### TO DO
Put the lines of the entries into a numbered list, starting with the line containing "Where can the hubcap" and continuing through the end of the entries. Leave out any blank lines.

::: EXERCISE INPUT :::

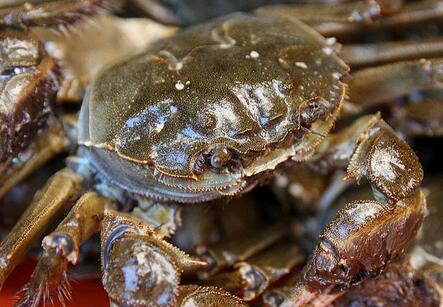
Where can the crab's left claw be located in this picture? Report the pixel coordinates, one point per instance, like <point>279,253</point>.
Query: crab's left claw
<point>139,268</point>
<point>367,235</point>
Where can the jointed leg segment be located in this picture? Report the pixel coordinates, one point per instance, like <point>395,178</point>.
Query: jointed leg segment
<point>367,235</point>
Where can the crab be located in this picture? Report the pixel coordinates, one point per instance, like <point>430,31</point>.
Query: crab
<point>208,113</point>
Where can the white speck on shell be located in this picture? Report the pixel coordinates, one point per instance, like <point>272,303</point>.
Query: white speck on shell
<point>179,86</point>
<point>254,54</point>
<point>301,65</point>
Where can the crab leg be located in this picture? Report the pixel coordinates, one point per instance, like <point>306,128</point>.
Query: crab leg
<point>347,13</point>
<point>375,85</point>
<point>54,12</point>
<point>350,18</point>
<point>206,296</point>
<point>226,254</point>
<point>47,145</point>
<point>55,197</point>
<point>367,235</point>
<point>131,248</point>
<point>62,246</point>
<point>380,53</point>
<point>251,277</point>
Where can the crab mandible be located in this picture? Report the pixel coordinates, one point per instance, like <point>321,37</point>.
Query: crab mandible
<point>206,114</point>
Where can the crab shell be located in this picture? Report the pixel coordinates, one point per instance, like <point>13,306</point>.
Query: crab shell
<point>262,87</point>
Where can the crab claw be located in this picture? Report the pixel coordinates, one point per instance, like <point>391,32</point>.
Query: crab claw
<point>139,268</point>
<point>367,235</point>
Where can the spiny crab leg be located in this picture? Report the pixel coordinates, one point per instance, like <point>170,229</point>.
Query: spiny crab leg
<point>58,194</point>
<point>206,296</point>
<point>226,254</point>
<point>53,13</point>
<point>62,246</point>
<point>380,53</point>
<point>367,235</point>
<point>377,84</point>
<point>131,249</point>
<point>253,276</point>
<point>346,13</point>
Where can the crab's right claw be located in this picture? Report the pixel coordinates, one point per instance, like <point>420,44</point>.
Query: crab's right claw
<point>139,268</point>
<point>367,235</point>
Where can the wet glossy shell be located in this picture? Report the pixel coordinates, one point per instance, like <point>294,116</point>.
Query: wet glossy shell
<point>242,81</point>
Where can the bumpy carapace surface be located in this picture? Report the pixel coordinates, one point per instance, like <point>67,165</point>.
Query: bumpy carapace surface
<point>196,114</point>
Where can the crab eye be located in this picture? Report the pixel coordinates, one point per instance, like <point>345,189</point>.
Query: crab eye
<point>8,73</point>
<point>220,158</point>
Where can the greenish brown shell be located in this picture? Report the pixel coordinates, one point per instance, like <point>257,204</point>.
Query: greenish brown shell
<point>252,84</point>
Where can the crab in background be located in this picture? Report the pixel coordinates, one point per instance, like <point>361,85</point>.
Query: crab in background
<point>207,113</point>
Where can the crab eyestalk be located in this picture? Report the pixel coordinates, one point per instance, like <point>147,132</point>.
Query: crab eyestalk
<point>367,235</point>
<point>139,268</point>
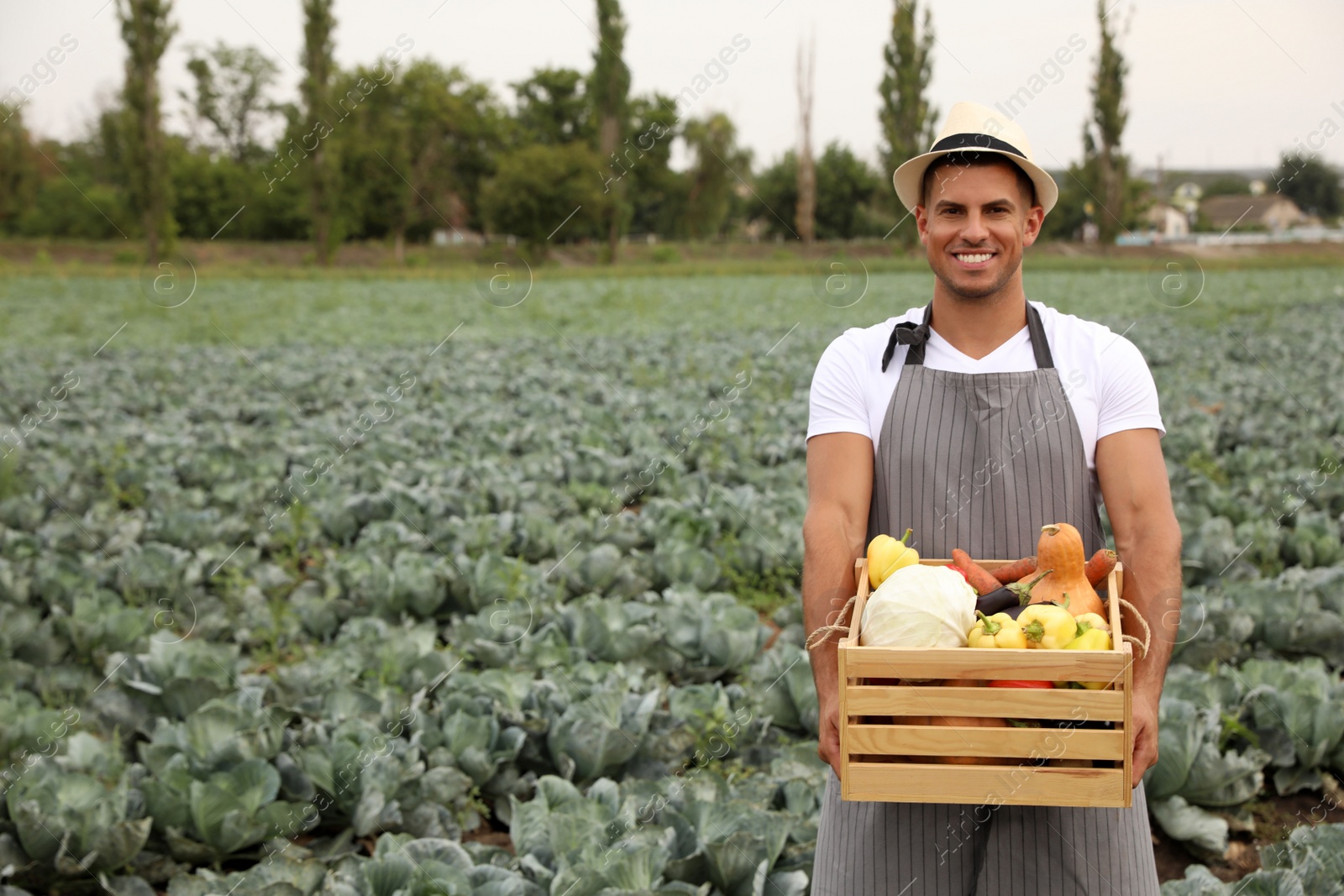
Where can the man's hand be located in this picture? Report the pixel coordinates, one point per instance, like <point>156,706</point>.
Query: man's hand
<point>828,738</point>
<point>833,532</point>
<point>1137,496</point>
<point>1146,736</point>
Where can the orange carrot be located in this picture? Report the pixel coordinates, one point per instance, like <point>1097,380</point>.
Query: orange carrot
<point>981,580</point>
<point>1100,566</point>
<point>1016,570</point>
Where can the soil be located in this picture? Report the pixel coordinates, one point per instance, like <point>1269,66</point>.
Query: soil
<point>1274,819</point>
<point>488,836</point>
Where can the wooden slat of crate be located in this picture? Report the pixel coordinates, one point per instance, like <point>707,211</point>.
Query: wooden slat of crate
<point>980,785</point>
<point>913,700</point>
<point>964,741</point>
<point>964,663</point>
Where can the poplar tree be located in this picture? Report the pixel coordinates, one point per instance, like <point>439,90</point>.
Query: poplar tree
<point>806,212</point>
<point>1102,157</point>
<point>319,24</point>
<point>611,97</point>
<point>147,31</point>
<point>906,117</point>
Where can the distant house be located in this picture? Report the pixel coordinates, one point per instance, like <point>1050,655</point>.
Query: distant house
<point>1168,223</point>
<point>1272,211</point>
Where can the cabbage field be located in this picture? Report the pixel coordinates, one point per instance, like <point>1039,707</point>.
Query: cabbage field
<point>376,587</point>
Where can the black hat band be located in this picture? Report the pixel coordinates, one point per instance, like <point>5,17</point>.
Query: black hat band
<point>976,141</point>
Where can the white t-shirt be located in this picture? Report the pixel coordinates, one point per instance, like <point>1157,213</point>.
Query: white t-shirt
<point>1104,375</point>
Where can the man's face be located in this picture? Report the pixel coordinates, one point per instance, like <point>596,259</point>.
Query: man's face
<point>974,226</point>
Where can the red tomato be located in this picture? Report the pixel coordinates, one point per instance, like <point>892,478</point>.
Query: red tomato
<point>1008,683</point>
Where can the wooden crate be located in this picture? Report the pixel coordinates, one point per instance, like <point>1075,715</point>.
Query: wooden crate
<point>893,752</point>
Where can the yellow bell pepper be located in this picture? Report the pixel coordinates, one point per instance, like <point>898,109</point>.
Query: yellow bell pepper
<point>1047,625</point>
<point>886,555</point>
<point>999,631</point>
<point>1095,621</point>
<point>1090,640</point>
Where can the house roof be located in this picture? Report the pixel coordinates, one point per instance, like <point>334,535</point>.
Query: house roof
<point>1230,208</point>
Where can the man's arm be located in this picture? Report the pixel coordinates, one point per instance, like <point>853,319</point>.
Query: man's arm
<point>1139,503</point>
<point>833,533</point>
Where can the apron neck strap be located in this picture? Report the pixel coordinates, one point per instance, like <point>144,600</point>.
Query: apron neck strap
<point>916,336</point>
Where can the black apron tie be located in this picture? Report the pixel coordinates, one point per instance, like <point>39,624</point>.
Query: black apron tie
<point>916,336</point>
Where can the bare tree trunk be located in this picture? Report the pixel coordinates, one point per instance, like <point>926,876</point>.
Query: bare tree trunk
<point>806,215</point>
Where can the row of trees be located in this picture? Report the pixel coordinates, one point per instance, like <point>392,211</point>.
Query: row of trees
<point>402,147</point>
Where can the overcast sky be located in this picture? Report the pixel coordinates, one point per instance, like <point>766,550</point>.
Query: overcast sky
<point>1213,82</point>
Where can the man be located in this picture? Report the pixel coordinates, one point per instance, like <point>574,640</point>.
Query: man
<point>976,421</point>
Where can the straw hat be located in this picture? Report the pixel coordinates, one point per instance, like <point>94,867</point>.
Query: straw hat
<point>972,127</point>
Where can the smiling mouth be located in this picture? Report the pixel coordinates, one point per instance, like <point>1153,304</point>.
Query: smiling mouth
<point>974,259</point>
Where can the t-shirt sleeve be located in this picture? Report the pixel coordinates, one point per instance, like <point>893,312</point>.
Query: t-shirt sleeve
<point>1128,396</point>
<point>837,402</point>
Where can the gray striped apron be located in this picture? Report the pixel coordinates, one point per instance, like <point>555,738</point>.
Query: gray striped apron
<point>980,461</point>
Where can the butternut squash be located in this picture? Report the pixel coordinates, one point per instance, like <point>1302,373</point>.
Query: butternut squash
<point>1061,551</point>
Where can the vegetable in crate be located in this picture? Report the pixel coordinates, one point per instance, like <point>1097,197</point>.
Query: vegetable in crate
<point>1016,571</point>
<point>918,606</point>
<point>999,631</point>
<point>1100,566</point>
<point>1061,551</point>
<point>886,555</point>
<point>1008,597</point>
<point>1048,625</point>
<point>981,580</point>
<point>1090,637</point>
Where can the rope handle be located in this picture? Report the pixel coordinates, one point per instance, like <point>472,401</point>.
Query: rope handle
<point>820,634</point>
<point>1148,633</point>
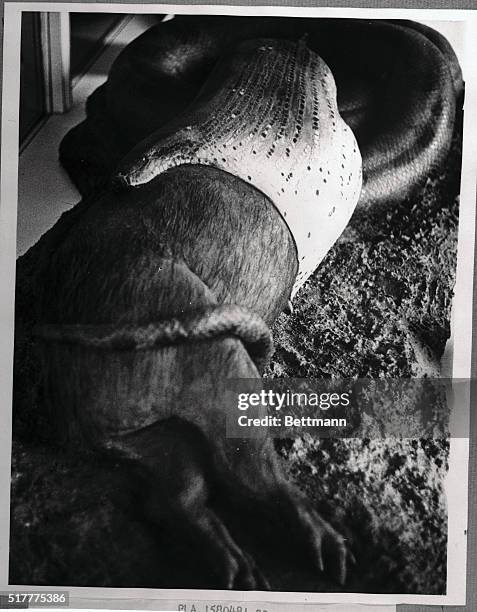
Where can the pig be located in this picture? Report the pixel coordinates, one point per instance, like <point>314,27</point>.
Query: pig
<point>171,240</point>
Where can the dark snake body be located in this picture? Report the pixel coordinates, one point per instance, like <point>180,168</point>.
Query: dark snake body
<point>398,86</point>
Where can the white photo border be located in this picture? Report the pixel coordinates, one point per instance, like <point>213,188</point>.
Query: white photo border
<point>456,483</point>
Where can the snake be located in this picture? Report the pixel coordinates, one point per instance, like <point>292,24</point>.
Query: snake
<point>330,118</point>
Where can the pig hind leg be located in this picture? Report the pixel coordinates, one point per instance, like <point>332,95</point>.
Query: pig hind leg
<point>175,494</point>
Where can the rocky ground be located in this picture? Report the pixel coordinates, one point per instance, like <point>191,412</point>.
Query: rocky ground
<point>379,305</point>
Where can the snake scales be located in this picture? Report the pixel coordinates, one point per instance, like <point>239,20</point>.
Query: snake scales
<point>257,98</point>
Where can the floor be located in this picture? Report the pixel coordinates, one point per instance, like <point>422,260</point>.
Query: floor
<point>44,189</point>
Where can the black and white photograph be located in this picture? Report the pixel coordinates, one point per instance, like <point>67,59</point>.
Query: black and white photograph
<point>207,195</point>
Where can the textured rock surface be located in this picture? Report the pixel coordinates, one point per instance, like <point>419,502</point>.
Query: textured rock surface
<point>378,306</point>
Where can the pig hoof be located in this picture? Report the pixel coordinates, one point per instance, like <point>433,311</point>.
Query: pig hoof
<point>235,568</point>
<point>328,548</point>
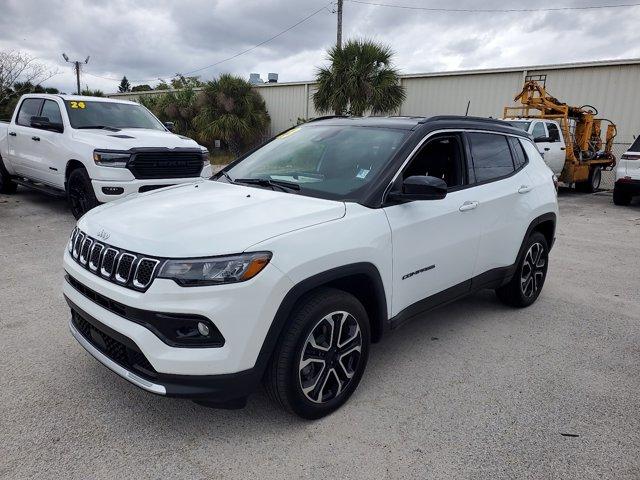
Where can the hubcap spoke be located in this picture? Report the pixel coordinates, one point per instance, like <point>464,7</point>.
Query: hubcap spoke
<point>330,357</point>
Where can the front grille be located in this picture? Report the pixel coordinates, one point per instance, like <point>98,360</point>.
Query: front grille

:::

### RESPONSE BELOW
1. Where can the hubcap spoke be located in this picture? Report the pixel coordinates, one point per instance, like <point>464,7</point>.
2. Query: hubcap spoke
3. <point>330,357</point>
4. Where can the front grille be located in this picture? Report the pixel coordinates, one point per instance, like <point>98,360</point>.
5. Query: front grille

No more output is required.